**Ziele:**
- A) Welche Wanderung hat Eugen Kramer laut dem Text über ihn im Jahr 2010 ins Leben gerufen?
- B) Schreib den Text über Eugen Kramer nach seinem letzten Satz weiter.

━━━ Ausgewählter Text

Kreative Ideen umsetzten, neue Akzente setzten: Von Eugen Kramer gingen immer viele Impulse aus. Doch eines ließ dabei nie nach: Die große Lust am Wandern. Bis heute ist er gerne auf Schusters Rappen unterwegs. Und so wird der engagierte Albvereinler auf jeden Fall noch dieses Jahr unter dem Dach der Ortsgruppe weiterhin Wanderführungen anbieten, wenn gewünscht auch das kommende. Aus der regionalen und landesweiten Verantwortung hat er sich bereits nach und nach zurückgezogen, die von ihm 2010 initiierte Landeswimpelwanderung werde er auf jeden Fall weiterführen.

━━━━━━
━━━ Datensätze

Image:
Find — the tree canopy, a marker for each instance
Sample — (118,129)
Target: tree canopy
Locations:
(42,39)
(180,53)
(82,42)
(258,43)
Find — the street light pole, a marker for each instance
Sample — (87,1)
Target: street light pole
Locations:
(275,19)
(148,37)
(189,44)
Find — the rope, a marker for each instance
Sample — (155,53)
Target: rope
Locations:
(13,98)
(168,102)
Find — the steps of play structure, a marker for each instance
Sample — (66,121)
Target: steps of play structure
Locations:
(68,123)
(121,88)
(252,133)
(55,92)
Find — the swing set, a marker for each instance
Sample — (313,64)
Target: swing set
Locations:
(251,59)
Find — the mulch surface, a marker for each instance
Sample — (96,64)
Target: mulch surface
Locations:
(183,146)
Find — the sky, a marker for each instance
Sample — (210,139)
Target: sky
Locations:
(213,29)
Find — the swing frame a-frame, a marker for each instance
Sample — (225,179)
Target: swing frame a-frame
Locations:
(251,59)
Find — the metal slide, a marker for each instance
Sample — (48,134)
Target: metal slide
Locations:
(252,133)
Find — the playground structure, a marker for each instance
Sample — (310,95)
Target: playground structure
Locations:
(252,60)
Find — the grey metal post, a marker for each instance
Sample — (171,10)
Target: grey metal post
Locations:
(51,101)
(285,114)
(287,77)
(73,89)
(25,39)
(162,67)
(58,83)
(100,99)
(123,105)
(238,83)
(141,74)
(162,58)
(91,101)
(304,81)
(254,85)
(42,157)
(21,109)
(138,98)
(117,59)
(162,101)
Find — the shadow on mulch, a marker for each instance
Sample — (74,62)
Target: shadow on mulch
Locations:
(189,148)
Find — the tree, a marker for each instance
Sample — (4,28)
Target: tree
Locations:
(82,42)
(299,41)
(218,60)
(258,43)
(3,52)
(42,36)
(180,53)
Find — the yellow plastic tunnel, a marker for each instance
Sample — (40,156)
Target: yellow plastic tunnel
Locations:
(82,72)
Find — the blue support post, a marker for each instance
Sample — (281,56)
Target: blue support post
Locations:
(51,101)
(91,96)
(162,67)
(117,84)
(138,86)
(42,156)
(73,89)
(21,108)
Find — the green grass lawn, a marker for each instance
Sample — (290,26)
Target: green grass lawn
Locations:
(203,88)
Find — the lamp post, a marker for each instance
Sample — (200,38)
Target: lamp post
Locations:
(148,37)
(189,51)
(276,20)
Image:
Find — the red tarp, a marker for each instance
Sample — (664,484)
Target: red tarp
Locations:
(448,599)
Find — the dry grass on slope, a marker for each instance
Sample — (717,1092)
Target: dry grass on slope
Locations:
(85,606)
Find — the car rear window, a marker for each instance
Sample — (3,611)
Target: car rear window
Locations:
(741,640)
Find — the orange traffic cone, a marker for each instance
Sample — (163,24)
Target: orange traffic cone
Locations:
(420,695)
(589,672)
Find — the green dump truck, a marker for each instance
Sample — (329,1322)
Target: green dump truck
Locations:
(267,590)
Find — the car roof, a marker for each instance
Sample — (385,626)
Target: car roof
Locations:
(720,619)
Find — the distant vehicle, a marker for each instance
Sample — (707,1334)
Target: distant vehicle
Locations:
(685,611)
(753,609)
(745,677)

━━━━━━

**Lösungen:**
- A) Die Landeswimpelwanderung.

- B)
Viele Leidenschaften
Eugen Kramer bekommt ein Mehr an Freizeit dazu, aber die weiß er auszufüllen. Die Interessen des noch 74-jährigen ehemaligen Bankangestellten sind nämlich breit gefächert: »Die Lust, etwas zu tun ist noch da«, gibt der Macher zu, »Ich bin einfach ein Organisator und will etwas bewegen.« Seit 42 Jahren organisiert der bekennende Opern- und Ballettfan Konzert- und Theaterfahrten, er fotografiert leidenschaftlich gerne und setzt sich viel lesend mit zeitgeschichtlichen Themen, Kunstgeschichte, aber auch Religion und Psychologie auseinander. Da wäre auch noch Hans Helfersdorfer, seit seiner Kindheit bis zu dessen Tod hatte Kramer eine enge Beziehung zu dem Uracher Künstler. Unzählige Werke und Skizzen sind in Krames Besitz, die gilt es zu sichten und – das sei nicht auszuschließen – es könne durchaus eine Ausstellung dabei rauskommen. Er hoffe, dass die Gesundheit stabil genug für Reisen bleibe. Indien, Jordanien und ein dreimonatiger Sprachaufenthalt in Kapstadt hätten seine Neugierde auf die weite Welt geweckt, die Seychellen oder auch Japan und Australien und Neuseeland würde er gerne noch besuchen.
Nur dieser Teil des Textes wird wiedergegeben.